Set of tasks:
1. Translate this sentence from the passage on readers' favorite military bases into Spanish: "Essentially all food and supplies not produced on Hawaii have to be shipped in 2,500 miles."
2. Write the next part of the passage on readers' favorite military bases, picking up after its final sentence.

Text provided:

┄┄┄┄┄┄┄┄┄┄

Getting votes for best bases:
Joint Base Pearl Harbor-Hickam, Hawaii. Multiple readers named Hickam as their favorite assignment, which one called “paradise.” It’s easy to see why. Located on the Hawaiian island of Oahu, near Honolulu, temperatures range from an average January low of 65.4 degrees to an average July high of 84 degrees. The legendary beauty of the island’s beaches has been immortalized in films like “From Here To Eternity,” the Pacific Ocean is warm, the food is outstanding, and there are countless activities.
Why didn’t Hickam end up higher on our list? You’ve got to pay for paradise. The median home cost around Pearl Harbor is $308,000, and hits $537,300 in nearby Honolulu — well over the $170,100 nationwide average — and the cost of living is through the roof. Essentially all food and supplies not produced on Hawaii have to be shipped in 2,500 miles. And some schools are lacking, bringing the overall school rating down.
Joint Base Lewis-McChord, Washington.Several readers sung the praises of McChord. “Good mission focus, beautiful surroundings, great weather, happy people!” reader Peter Brown said. “What more could one ask?”

┄┄┄┄┄┄┄┄┄┄

Data:
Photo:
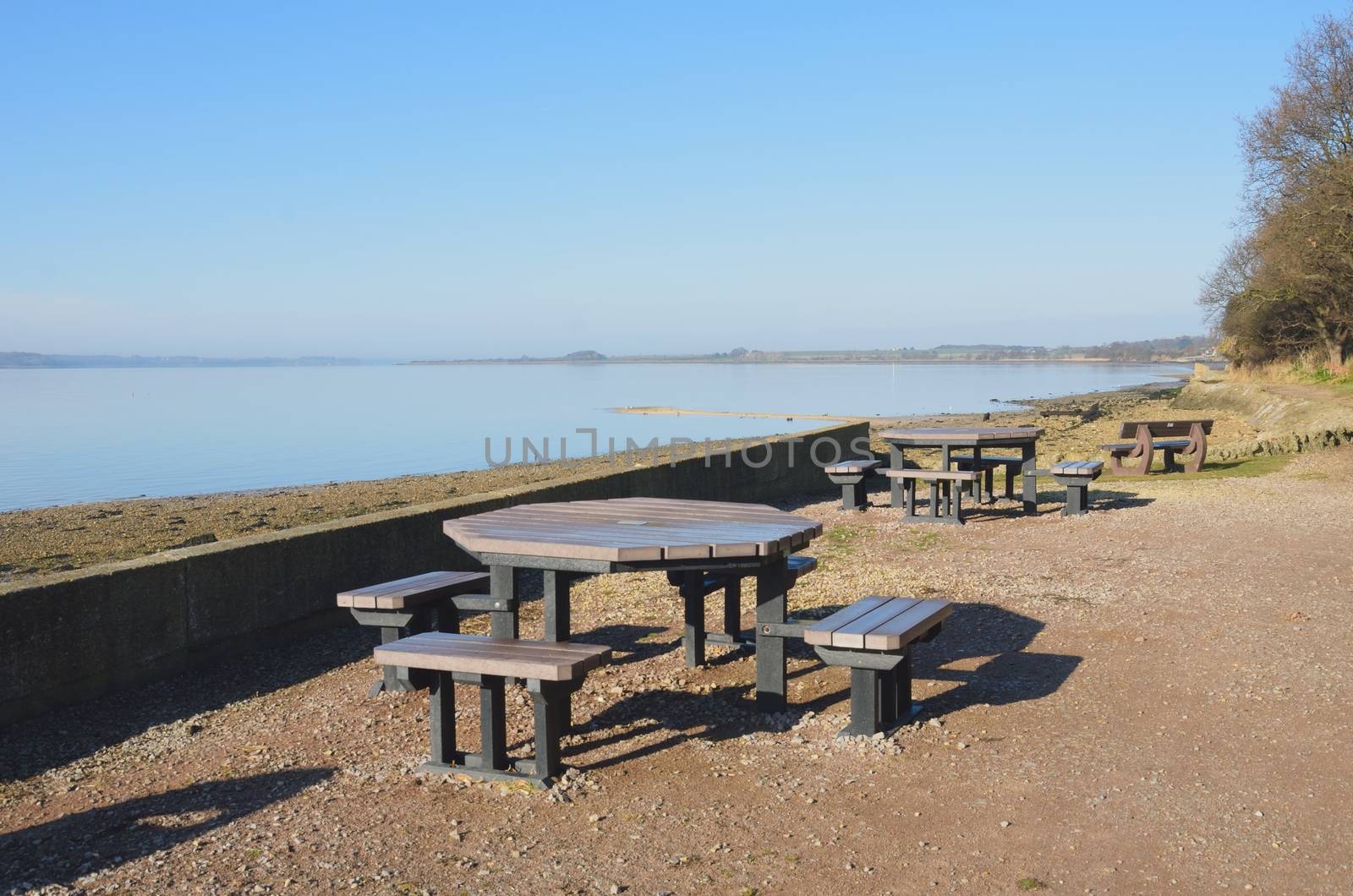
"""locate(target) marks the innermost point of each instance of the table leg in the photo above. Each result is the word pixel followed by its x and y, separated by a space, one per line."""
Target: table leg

┄┄┄┄┄┄┄┄┄┄

Results of the tasks:
1. Prácticamente todos los alimentos y suministros que no se producen en Hawái tienen que traerse desde 2.500 millas de distancia.

2.
Another reader, Kenny Tussey, said McChord has high morale and a great exchange, as well as plenty of things to see and do in the area. But another reader felt things have gone downhill since the Army took over McChord Air Force Base in 2010 and it became a joint base.
When we crunched our numbers, McChord ended up in the middle of the list, primarily due to lackluster schools, high sales taxes and a somewhat higher cost of living.
■ Hurlburt Field, Florida. One reader, who signed his name Timothy, called Hurlburt “one of the best-kept secrets in the Air Force.”
“Sugar beaches, great communities, great housing (on and off), major cities not too far away,” Timothy said.
Another, named Terry, also loved Hurlburt.
“Absolutely loved the five years I was stationed there,” Terry said. “Made so many friends, and even [met] my wife there.”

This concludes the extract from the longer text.